引用文:
------------------------------------------------------------
作者は湊よりこ……女性なんでしょうね。画のタッチも女性作家を思わせる繊細な感じで、ともすればドロドロになりそうな話を、美しく描いています。まあ、話の内容としては、結構、というか、かなりのドロドロですけどね。抄子の元旦那はモラハラで薬を盛って抄子を犯したり、一樹の元妻は実は父親の愛人で息子も実は父親の子だったとか、抄子の親友の華江はレスな旦那公認で愛人を持って――。まあ、スゴイです
しかしながら、登場人物たちの背景や心の動きなども、丁寧に描き込まれているため、しっかりと感情移入しながら、時には「それはねーだろー」というツッコミも入れながら楽しめます。善人面した悪人は登場せず、悪人はちゃんと悪人面です
「カラダの相性」……男女間ではよく聞くキーワードですが、この作品でも重要なキーワードのひとつとなっています。まあ、確かに、アタクシ如きの乏しい経験から導き出しても、確かに「カラダの相性、というのはありますっ!」と、例の「なんちゃら細胞」よろしく叫んでみたくなるときもあります。しかしながら、まあ、それぞれにこれは「一期一会」のようなものであるから、当然のように「合う」「合わない」「フィットする」「フィットしない」はあると思いますよ
もちろん、一度目がよかったから二度目も同じようによければ、それはそれで「よかったですねぇ」の話ですが、これがなかなかに……実は「面倒であったり」します。というのは、一度目が良くなくても、二度目がものすごく良かったりすることもあるし、一度目はよかったけど、二度目以降は全然ダメでした……なんてことだってある
その時その時で、相手はともかくとして、状況も環境も場所も気分も体調も違うわけですから、「毎回いい」とか「毎回すごくいい」というのであれば、それはそれで相当に幸せである、と思ってもいいことなんじゃないですかね?
------------------------------------------------------------
指示 1: リストの冒頭から「xmin=0 ymin=785 xmax=881 ymax=1064」を含む行まで（その行も含む）を、列名を「依頼」と「回答」とする2列のCSVに書き換えること。依頼1件を1行とし、依頼文と回答はそれぞれ引用符で囲んだ1つのフィールドに収め、改行は空白に置き換え、画像は含めないこと。
引用文とリストはそれぞれ独立した資料である。
------------------------------------------------------------
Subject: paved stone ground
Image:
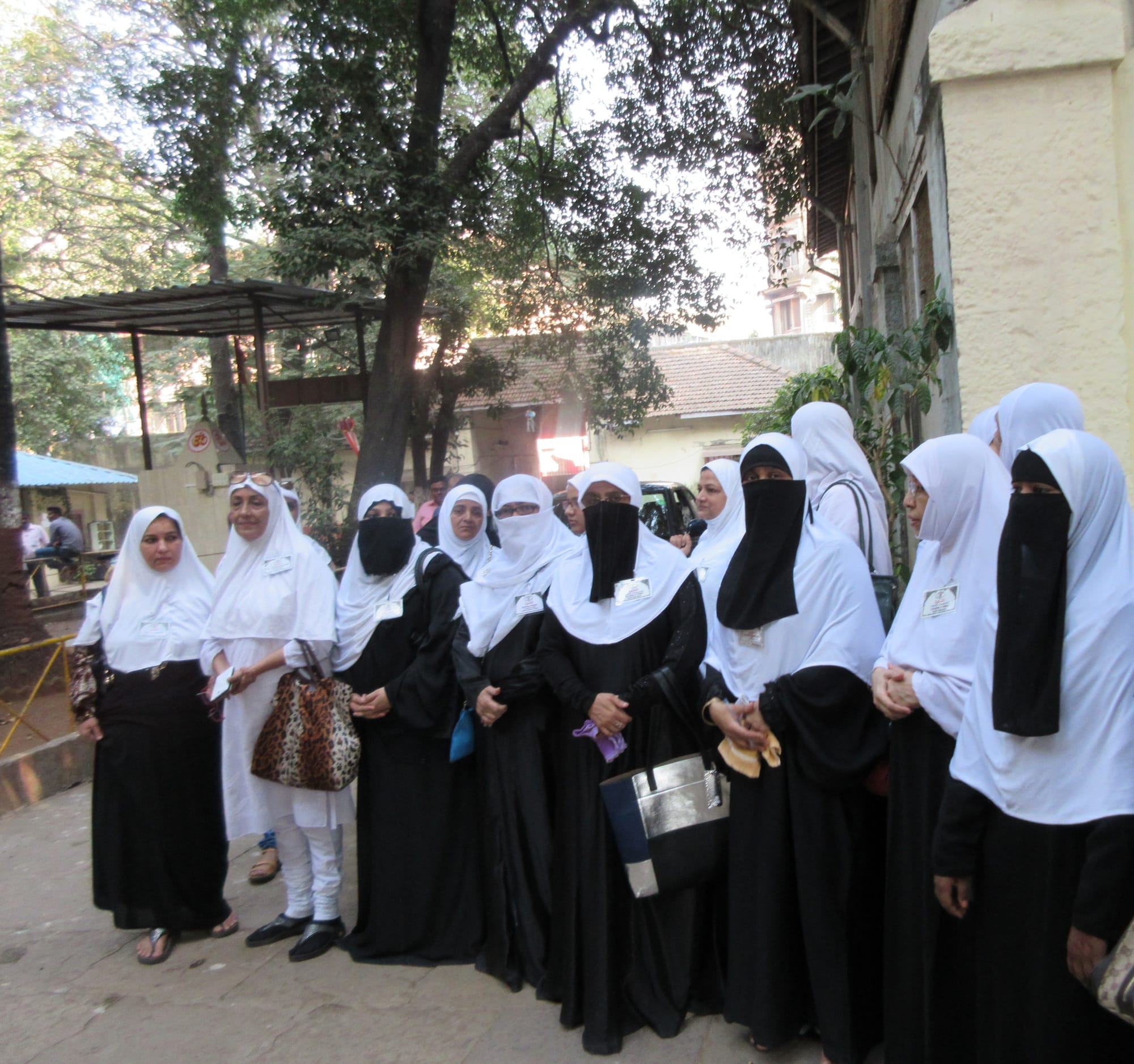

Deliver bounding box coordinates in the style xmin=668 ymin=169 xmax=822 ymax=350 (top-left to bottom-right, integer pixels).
xmin=0 ymin=785 xmax=881 ymax=1064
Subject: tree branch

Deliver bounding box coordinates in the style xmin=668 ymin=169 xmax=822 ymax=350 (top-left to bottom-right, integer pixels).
xmin=443 ymin=0 xmax=633 ymax=188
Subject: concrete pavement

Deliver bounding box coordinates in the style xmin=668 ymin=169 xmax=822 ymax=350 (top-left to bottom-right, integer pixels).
xmin=0 ymin=784 xmax=880 ymax=1064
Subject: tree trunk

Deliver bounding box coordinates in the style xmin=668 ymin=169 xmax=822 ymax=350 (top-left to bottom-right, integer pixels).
xmin=209 ymin=240 xmax=245 ymax=458
xmin=429 ymin=370 xmax=460 ymax=482
xmin=0 ymin=253 xmax=48 ymax=648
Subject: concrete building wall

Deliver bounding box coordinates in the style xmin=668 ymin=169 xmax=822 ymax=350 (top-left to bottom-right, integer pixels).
xmin=591 ymin=414 xmax=741 ymax=485
xmin=930 ymin=0 xmax=1134 ymax=473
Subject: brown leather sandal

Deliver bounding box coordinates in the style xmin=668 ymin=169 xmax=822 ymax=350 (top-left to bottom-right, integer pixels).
xmin=248 ymin=846 xmax=280 ymax=887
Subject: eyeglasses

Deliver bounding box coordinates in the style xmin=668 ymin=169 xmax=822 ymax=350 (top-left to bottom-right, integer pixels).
xmin=493 ymin=503 xmax=540 ymax=521
xmin=581 ymin=491 xmax=631 ymax=508
xmin=228 ymin=473 xmax=295 ymax=491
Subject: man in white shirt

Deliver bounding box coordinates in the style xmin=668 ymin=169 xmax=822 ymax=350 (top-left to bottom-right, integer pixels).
xmin=19 ymin=514 xmax=48 ymax=599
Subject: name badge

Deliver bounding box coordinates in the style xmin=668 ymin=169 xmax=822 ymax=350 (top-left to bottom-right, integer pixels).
xmin=615 ymin=576 xmax=653 ymax=606
xmin=736 ymin=628 xmax=764 ymax=650
xmin=922 ymin=584 xmax=957 ymax=617
xmin=374 ymin=599 xmax=403 ymax=624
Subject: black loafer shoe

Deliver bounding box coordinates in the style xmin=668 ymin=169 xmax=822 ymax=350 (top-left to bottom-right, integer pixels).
xmin=244 ymin=913 xmax=311 ymax=946
xmin=287 ymin=917 xmax=347 ymax=961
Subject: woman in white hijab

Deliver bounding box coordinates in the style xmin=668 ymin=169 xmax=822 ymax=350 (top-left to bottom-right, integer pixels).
xmin=704 ymin=432 xmax=886 ymax=1064
xmin=691 ymin=458 xmax=744 ymax=622
xmin=437 ymin=483 xmax=493 ymax=580
xmin=71 ymin=506 xmax=237 ymax=964
xmin=873 ymin=434 xmax=1012 ymax=1064
xmin=539 ymin=462 xmax=720 ymax=1054
xmin=201 ymin=473 xmax=354 ymax=961
xmin=335 ymin=484 xmax=483 ymax=964
xmin=933 ymin=427 xmax=1134 ymax=1064
xmin=452 ymin=473 xmax=579 ymax=991
xmin=792 ymin=403 xmax=894 ymax=576
xmin=991 ymin=383 xmax=1084 ymax=471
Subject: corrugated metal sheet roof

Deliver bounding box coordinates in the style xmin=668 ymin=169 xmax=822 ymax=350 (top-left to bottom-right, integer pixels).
xmin=16 ymin=450 xmax=138 ymax=488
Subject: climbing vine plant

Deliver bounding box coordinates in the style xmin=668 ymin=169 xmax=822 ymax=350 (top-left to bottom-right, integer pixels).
xmin=741 ymin=278 xmax=953 ymax=571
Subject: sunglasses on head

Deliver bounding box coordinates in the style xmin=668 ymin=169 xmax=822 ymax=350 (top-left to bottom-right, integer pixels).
xmin=228 ymin=473 xmax=295 ymax=491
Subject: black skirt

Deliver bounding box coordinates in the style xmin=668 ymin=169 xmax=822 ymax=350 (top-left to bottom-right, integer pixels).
xmin=883 ymin=709 xmax=976 ymax=1064
xmin=91 ymin=661 xmax=231 ymax=931
xmin=966 ymin=807 xmax=1134 ymax=1064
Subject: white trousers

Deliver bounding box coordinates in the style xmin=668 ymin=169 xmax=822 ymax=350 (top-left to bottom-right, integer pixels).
xmin=272 ymin=816 xmax=342 ymax=920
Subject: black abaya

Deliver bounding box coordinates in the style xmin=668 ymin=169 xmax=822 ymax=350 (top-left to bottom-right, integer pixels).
xmin=91 ymin=661 xmax=231 ymax=931
xmin=933 ymin=779 xmax=1134 ymax=1064
xmin=454 ymin=613 xmax=555 ymax=993
xmin=338 ymin=557 xmax=482 ymax=965
xmin=706 ymin=666 xmax=886 ymax=1064
xmin=885 ymin=709 xmax=976 ymax=1064
xmin=539 ymin=576 xmax=720 ymax=1054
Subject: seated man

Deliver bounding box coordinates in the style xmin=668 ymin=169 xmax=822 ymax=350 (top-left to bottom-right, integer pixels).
xmin=35 ymin=506 xmax=83 ymax=569
xmin=19 ymin=514 xmax=48 ymax=599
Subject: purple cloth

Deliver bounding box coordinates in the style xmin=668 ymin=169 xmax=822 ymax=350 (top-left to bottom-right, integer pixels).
xmin=570 ymin=720 xmax=626 ymax=765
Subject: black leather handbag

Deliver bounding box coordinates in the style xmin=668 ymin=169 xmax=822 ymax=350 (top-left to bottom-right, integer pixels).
xmin=820 ymin=480 xmax=898 ymax=632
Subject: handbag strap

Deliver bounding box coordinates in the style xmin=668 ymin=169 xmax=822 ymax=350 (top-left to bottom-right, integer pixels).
xmin=296 ymin=639 xmax=327 ymax=679
xmin=645 ymin=665 xmax=713 ymax=791
xmin=819 ymin=480 xmax=874 ymax=576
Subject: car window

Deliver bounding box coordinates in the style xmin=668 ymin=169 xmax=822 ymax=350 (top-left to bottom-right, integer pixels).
xmin=641 ymin=491 xmax=669 ymax=539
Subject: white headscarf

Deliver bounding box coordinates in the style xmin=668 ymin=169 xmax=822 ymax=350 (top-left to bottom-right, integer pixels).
xmin=997 ymin=383 xmax=1084 ymax=473
xmin=205 ymin=478 xmax=335 ymax=643
xmin=548 ymin=462 xmax=693 ymax=644
xmin=331 ymin=484 xmax=429 ymax=672
xmin=792 ymin=403 xmax=894 ymax=574
xmin=460 ymin=473 xmax=582 ymax=658
xmin=437 ymin=484 xmax=492 ymax=580
xmin=74 ymin=506 xmax=213 ymax=673
xmin=705 ymin=432 xmax=883 ymax=702
xmin=689 ymin=458 xmax=744 ymax=617
xmin=875 ymin=434 xmax=1012 ymax=736
xmin=949 ymin=427 xmax=1134 ymax=824
xmin=968 ymin=406 xmax=1000 ymax=447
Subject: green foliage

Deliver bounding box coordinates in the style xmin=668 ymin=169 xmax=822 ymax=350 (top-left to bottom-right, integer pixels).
xmin=739 ymin=286 xmax=953 ymax=567
xmin=8 ymin=331 xmax=132 ymax=455
xmin=739 ymin=365 xmax=848 ymax=444
xmin=266 ymin=406 xmax=347 ymax=559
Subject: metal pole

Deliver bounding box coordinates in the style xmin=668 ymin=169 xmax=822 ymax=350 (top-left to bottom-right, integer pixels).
xmin=355 ymin=310 xmax=370 ymax=417
xmin=130 ymin=329 xmax=153 ymax=470
xmin=252 ymin=303 xmax=268 ymax=413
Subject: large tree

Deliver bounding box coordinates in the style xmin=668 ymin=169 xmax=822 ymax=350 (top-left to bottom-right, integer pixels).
xmin=264 ymin=0 xmax=797 ymax=491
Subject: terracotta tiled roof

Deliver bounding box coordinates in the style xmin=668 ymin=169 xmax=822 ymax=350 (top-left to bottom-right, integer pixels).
xmin=460 ymin=337 xmax=787 ymax=415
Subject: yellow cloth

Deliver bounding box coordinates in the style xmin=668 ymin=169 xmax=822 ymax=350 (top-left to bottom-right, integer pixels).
xmin=717 ymin=732 xmax=784 ymax=779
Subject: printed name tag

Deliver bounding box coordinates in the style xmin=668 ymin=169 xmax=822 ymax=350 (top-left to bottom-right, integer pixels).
xmin=615 ymin=576 xmax=653 ymax=606
xmin=516 ymin=592 xmax=543 ymax=617
xmin=922 ymin=584 xmax=957 ymax=617
xmin=374 ymin=599 xmax=401 ymax=623
xmin=736 ymin=628 xmax=764 ymax=650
------------------------------------------------------------
指示 2:
引用文について次の問いに答えよ。
(a) 作者の名前は何か。
(b) 抄子の親友の名前は何か。
(c) この作品で悪人はどのような顔で描かれているか。

回答 1:
依頼,回答
"Subject: paved stone ground Image: Deliver bounding box coordinates in the style xmin=668 ymin=169 xmax=822 ymax=350 (top-left to bottom-right, integer pixels).","xmin=0 ymin=785 xmax=881 ymax=1064"

回答 2:
(a) 湊よりこ
(b) 華江
(c) ちゃんと悪人面で描かれている。